— start of Passage given —

Initializing the models attributes to a model_object variable.

Parameters:

model_name (str) – The name of the model you wish to initialize. This should correspond to what your Model name.
init (str) – The initialization method you wish to use (Xavier support currently). Default is None.
config (dataClass) – Base class selecting user inputs.

Returns:

Object with the models class attributes

Return type:

class

bead.src.utils.helper.normalize_data(data, normalization_type)[source]

Normalizes jet data for VAE-based anomaly detection.

Parameters:

data – 2D numpy array (n_jets, n_features)
normalization_type – A string indicating the normalization method(s). It can be a single method or a chain of methods separated by ‘+’. Valid options include: ‘minmax’ - MinMaxScaler (scales features to [0,1]) ‘standard’- StandardScaler (zero mean, unit variance) ‘robust’ - RobustScaler (less sensitive to outliers) ‘log’ - Log1pScaler (applies log1p transformation) ‘l2’ - L2Normalizer (scales each feature by its L2 norm) ‘power’ - PowerTransformer (using Yeo-Johnson) ‘quantile’- QuantileTransformer (transforms features to follow a normal or uniform distribution) ‘maxabs’ - MaxAbsScaler (scales each feature by its maximum absolute value) ‘sincos’ - SinCosTransformer (converts angles to sin/cos features) Example: ‘log+standard’ applies a log transformation followed by standard scaling.

Returns:

Transformed data array. scaler: Fitted scaler object (or chained scaler) for inverse transformations.

Return type:

normalized_data

bead.src.utils.helper.numpy_to_tensor(data)[source]

Converts ndarray to torch.Tensors.

Parameters:: data (ndarray) – The data you wish to convert from ndarray to torch.Tensor.

— end of Passage given —
— start of Dataset extract —

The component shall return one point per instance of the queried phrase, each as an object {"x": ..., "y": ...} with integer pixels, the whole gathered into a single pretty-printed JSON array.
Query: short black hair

— end of Dataset extract —

_What is being asked_
Copy out the part of the helper documentation above, starting with "bead.src.utils.helper.numpy_" and going on through "ndarray to torch.Tensor.".

_Final result_
bead.src.utils.helper.numpy_to_tensor(data)[source]

Converts ndarray to torch.Tensors.

Parameters:: data (ndarray) – The data you wish to convert from ndarray to torch.Tensor.